======== Text excerpt

Every once in a while I visit an elementary school to give a presentation about miniaturization. After the kids compete to see who can write their name the smallest and I declare them all winners, I ask the kids to draw what they would choose to make tiny, if they could. Pages filled with cars, houses, boats, TVs, airplanes, people, animals, and less pleasant real-life things like guns and missiles soon fill the room, along with excited chatter as they compare their tiny creations. It turns out that making things small is not only my obsession. Kids are truly excited about the prospect of making everything around them small. Miniaturization is engrained in our genes. Literally. Indeed, Mother Nature uses miniaturization for everything she makes. As incomprehensively immense as the Universe is, life is composed of tiny cells, which contain even smaller organelles, themselves formed out of molecules, in turn made out of truly miniature atoms, and on it goes. Miniaturization is in our makeup. It’s what we are. Furthermore, Nature’s example shines a path forward for technological miniaturization, and often teaches us how to go about making something small. Going back to the car engine example, Mother Nature already figured out that electrostatics is a good way to generate force. From the tiny muscles that flap the wings of a mosquito to the muscles in our own bodies, muscle cells create force by taking advantage of the relatively large force between electrical charges at the microscale. That’s what I mean when I say that miniaturization is meant to be.
I think it may be time for me to return to Madurodam. I have not been there since 1978, and I now see miniaturization from a new perspective. This time, I probably will pay close attention to all the ways that Physics stood in the way of making things work inside this diminutive city. Unfortunately, miniaturization is not meant to be easy. But as my teenage daughter’s favorite author Nicholas Sparks said for completely different reasons, “nothing that’s worthwhile is ever easy.”

================

▶ **Goal of the exercise**
In the text on miniaturization, list the successively smaller components that life is said to be made of, from largest to smallest.

======== Data supplied

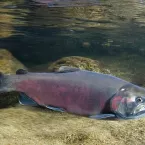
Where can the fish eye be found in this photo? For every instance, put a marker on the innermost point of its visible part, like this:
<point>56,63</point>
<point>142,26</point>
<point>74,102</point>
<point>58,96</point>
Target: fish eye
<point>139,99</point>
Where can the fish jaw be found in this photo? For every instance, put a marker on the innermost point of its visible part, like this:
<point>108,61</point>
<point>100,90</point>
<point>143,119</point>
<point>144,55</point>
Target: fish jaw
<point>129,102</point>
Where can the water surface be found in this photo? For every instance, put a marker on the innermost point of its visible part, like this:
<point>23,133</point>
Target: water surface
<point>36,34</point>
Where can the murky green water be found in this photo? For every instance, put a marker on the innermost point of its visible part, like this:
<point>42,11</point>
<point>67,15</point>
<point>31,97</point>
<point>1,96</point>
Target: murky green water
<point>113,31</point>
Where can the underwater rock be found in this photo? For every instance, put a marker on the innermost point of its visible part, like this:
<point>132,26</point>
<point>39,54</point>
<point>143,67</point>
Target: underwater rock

================
======== Data supplied

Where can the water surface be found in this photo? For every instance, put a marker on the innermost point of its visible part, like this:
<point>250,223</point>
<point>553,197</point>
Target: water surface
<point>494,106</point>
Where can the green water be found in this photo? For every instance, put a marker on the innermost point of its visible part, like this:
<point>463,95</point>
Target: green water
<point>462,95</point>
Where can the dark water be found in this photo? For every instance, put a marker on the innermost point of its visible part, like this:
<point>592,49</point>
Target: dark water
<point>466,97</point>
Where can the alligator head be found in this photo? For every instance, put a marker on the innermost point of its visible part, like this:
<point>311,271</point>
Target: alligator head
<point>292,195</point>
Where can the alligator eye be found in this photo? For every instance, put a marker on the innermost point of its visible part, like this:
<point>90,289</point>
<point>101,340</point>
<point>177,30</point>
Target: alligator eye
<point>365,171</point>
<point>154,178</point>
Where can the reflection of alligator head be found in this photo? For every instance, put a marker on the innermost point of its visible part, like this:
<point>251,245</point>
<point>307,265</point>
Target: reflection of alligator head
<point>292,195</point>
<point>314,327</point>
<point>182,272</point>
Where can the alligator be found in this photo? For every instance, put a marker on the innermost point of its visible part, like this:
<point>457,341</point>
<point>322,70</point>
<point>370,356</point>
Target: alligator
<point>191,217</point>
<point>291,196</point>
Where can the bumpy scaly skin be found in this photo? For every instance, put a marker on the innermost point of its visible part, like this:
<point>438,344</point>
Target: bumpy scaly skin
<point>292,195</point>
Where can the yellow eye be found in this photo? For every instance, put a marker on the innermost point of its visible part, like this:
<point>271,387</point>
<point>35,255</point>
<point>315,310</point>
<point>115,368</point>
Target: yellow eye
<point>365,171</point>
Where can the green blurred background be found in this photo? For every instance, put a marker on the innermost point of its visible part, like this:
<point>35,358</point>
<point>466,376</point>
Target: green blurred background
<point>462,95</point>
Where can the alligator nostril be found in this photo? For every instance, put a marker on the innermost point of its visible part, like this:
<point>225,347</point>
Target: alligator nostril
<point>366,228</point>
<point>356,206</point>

================

▶ **Written answer**
cells, organelles, molecules, atoms